Location identification items:
----------------------------------------

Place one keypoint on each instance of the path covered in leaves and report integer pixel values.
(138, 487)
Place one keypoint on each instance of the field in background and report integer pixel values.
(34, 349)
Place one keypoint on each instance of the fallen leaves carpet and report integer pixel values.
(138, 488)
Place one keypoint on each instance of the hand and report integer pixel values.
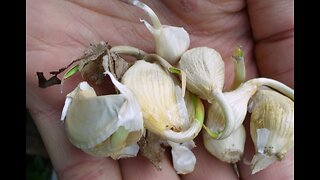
(59, 31)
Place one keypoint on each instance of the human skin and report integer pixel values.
(58, 32)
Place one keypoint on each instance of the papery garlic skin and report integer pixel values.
(103, 125)
(163, 107)
(228, 150)
(271, 127)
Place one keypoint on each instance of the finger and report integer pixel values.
(68, 161)
(272, 28)
(140, 168)
(278, 170)
(207, 166)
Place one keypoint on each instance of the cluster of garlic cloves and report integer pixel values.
(160, 94)
(163, 106)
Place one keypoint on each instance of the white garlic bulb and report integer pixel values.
(163, 107)
(170, 41)
(103, 125)
(271, 127)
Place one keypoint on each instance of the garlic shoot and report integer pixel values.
(163, 107)
(271, 127)
(239, 67)
(228, 150)
(183, 158)
(103, 125)
(276, 85)
(170, 41)
(129, 50)
(238, 100)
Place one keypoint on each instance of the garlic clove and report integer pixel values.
(163, 107)
(204, 70)
(102, 125)
(183, 158)
(271, 127)
(228, 150)
(170, 41)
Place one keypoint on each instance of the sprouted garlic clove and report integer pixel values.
(118, 118)
(170, 41)
(228, 150)
(205, 70)
(271, 127)
(163, 106)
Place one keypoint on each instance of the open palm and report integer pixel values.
(59, 31)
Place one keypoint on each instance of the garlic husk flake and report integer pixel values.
(183, 158)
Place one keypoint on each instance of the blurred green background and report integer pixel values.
(38, 166)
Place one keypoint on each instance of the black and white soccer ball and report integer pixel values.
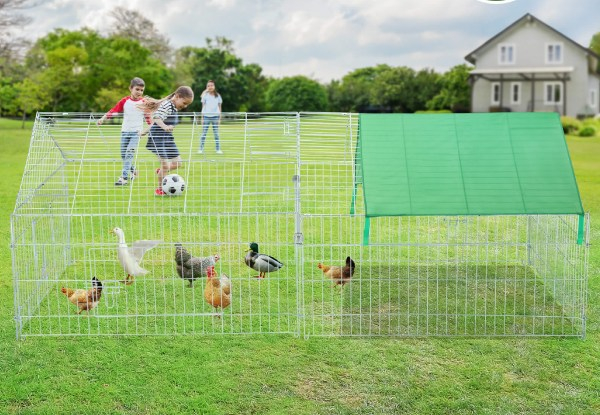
(173, 185)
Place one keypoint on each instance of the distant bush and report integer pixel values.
(570, 124)
(434, 112)
(587, 131)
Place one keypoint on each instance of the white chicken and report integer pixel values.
(131, 257)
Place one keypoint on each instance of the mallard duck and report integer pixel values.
(261, 262)
(131, 257)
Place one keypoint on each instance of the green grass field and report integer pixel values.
(282, 374)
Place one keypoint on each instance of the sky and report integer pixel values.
(326, 39)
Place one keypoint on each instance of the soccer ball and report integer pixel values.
(173, 185)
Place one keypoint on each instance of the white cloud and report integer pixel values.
(326, 39)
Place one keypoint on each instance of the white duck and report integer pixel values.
(130, 258)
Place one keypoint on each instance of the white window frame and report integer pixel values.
(506, 61)
(547, 53)
(554, 85)
(493, 93)
(518, 85)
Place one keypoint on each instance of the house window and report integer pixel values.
(506, 54)
(554, 53)
(552, 93)
(495, 93)
(515, 93)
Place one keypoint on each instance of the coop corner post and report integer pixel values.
(18, 321)
(298, 238)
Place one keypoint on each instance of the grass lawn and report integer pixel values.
(281, 374)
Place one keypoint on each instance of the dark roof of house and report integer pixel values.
(527, 17)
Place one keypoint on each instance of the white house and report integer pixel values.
(529, 66)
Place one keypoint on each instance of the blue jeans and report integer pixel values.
(129, 142)
(215, 123)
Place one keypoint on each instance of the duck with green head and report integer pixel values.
(261, 262)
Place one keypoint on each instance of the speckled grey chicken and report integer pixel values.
(190, 267)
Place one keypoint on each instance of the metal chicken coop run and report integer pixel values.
(457, 224)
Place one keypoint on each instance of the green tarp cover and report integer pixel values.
(466, 164)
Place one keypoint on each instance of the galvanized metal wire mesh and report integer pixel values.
(286, 181)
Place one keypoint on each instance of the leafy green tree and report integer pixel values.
(355, 91)
(8, 97)
(595, 47)
(31, 96)
(455, 91)
(296, 93)
(75, 66)
(242, 86)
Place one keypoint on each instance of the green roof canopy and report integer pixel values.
(466, 164)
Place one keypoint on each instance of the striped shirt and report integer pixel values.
(165, 109)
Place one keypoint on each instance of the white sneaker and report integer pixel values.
(121, 182)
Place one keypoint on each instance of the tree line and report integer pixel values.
(84, 70)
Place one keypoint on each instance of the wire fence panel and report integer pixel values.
(291, 183)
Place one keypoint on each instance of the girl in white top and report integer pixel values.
(211, 114)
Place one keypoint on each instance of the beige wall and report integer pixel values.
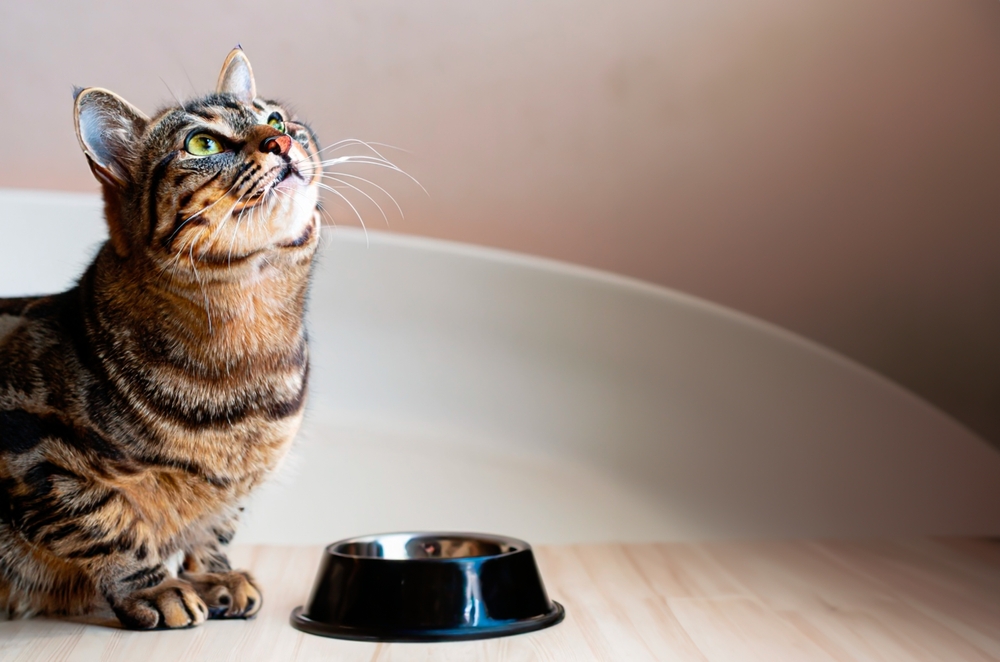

----------------------------------------

- Do this: Rewrite the items from the line containing "Place one keypoint on each instance of the duck" through the end of the items, inclusive, keeping every request unchanged and shifting each coordinate in the answers up by 134. Leave the pictures out.

- Right answer:
Place one keypoint on each instance of the duck with green head and report integer pixel values.
(395, 396)
Place one keypoint on each instance of the speckled grey chicken and report integer pixel values.
(324, 401)
Place one keypoint on each instance of the metal chicken coop run and report integer pixel values.
(591, 358)
Place one keypoint on each instance of the green tarp cover and report integer pixel values.
(600, 298)
Place one keypoint on each instance of the galvanized metal wire mesh and report integer pixel values.
(420, 315)
Place one keypoint on each instance of the leafy green tree and report integer pixel values.
(489, 225)
(142, 231)
(729, 181)
(165, 230)
(589, 225)
(430, 227)
(209, 200)
(376, 220)
Place one keypoint on each instance of the green roof canopy and report integer pixel values.
(600, 298)
Place one keypoint on each instance of the striped shirt and report integer pixel values.
(299, 243)
Place one keypoint on each instance of the white sneaker and report integer pixel values.
(255, 316)
Place one keypoint on each instance of the tree line and report integer pixel values.
(218, 204)
Place one keypoint on each instance of the wire fence panel and report integer pixel values.
(425, 317)
Place one keypoint on each instance of the girl in white top and report integer pixel values.
(345, 248)
Place one keypoint on each instance of the beige wall and report integer pixel values.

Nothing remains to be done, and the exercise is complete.